[Start SELECTED EXCERPT]

Related papers: FOCUS: Fairness via Agent-Awareness for Federated Learning on Heterogeneous Data

FOCUS: Fairness via Agent-Awareness for Federated Learning on Heterogeneous Data

URL: http://arxiv.org/abs/2207.10265v4
Date: Thu, 16 Nov 2023 02:37:34 GMT
Title: FOCUS: Fairness via Agent-Awareness for Federated Learning on Heterogeneous Data
Authors: Wenda Chu, Chulin Xie, Boxin Wang, Linyi Li, Lang Yin, Arash Nourian, Han Zhao, Bo Li
Abstract summary: Federated learning (FL) allows agents to jointly train a global model without sharing their local data. We propose a formal FL fairness definition, fairness via agent-awareness (FAA), which takes different contributions of heterogeneous agents into account. We also propose a fair FL training algorithm based on agent clustering (FOCUS) to achieve fairness in FL measured by FAA.

[End SELECTED EXCERPT]

### REQUIREMENTS
Continue the page about the FOCUS paper on fairness in federated learning, picking up after the last sentence of its abstract summary.

[Start SUPPLIED ENTRIES]

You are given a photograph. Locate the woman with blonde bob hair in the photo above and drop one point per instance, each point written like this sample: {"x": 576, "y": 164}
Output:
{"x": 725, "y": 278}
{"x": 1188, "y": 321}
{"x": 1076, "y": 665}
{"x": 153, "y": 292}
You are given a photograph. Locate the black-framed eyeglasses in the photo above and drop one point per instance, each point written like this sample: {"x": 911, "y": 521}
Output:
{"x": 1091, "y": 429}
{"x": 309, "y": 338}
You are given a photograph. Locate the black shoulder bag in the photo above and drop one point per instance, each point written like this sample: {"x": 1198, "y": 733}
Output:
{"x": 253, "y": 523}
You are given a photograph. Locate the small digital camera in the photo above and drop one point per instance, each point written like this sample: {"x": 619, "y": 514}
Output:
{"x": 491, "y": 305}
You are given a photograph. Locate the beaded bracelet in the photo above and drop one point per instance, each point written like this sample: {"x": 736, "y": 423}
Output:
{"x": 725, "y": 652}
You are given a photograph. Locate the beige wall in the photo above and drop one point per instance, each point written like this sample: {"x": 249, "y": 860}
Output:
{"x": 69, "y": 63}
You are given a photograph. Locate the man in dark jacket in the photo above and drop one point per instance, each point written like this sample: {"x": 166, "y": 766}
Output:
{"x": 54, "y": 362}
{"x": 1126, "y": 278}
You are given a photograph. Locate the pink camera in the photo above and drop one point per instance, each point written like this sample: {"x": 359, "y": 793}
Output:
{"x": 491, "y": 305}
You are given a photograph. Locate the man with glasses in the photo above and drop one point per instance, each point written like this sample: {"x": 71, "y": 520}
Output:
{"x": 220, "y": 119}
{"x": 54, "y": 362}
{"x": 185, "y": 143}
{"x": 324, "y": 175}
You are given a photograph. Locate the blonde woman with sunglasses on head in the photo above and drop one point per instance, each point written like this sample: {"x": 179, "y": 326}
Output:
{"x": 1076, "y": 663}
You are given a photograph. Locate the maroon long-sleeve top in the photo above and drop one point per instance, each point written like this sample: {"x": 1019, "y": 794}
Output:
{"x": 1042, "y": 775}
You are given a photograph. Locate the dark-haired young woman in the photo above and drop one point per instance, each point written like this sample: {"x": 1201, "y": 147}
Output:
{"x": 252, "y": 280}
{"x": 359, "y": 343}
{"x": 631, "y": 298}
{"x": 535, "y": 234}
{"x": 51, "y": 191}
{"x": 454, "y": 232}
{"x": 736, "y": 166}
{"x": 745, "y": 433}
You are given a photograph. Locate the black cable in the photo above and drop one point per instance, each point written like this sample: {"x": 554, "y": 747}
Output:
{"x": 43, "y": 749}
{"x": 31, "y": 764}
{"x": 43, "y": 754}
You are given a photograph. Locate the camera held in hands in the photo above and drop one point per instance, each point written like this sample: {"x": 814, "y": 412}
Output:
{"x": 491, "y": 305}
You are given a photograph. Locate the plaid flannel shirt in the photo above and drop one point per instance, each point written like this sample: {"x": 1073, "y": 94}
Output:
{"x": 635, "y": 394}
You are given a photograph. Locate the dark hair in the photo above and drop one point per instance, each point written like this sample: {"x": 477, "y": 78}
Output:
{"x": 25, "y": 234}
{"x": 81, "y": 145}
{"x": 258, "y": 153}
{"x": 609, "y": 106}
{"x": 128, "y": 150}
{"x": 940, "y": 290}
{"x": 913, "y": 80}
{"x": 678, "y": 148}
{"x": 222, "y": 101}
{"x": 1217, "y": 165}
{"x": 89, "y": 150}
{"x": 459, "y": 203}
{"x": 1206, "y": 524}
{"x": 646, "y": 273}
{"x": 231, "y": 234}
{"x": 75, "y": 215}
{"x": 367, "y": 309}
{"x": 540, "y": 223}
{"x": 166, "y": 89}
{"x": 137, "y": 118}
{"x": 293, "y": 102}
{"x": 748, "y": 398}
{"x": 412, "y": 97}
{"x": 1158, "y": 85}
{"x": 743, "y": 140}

[End SUPPLIED ENTRIES]

### ANSWER TO THIS PROBLEM
Score: 31.611582207768464
License: http://arxiv.org/licenses/nonexclusive-distrib/1.0/
Abstract: Federated learning (FL) allows agents to jointly train a global model without sharing their local data. However, due to the heterogeneous nature of local data, it is challenging to optimize or even define fairness of the trained global model for the agents. For instance, existing work usually considers accuracy equity as fairness for different agents in FL, which is limited, especially under the heterogeneous setting, since it is intuitively "unfair" to enforce agents with high-quality data to achieve similar accuracy to those who contribute low-quality data, which may discourage the agents from participating in FL. In this work, we propose a formal FL fairness definition, fairness via agent-awareness (FAA), which takes different contributions of heterogeneous agents into account. Under FAA, the performance of agents with high-quality data will not be sacrificed just due to the existence of large amounts of agents with low-quality data. In addition, we propose a fair FL training algorithm based on agent clustering (FOCUS) to achieve fairness in FL measured by FAA. Theoretically, we prove the convergence and optimality of FOCUS under mild conditions for linear and general convex loss functions with bounded smoothness. We also prove that FOCUS always achieves higher fairness in terms of FAA compared with standard FedAvg under both linear and general convex loss functions. Empirically, we show that on four FL datasets, including synthetic data, images, and texts, FOCUS achieves significantly higher fairness in terms of FAA while maintaining competitive prediction accuracy compared with FedAvg and state-of-the-art fair FL algorithms.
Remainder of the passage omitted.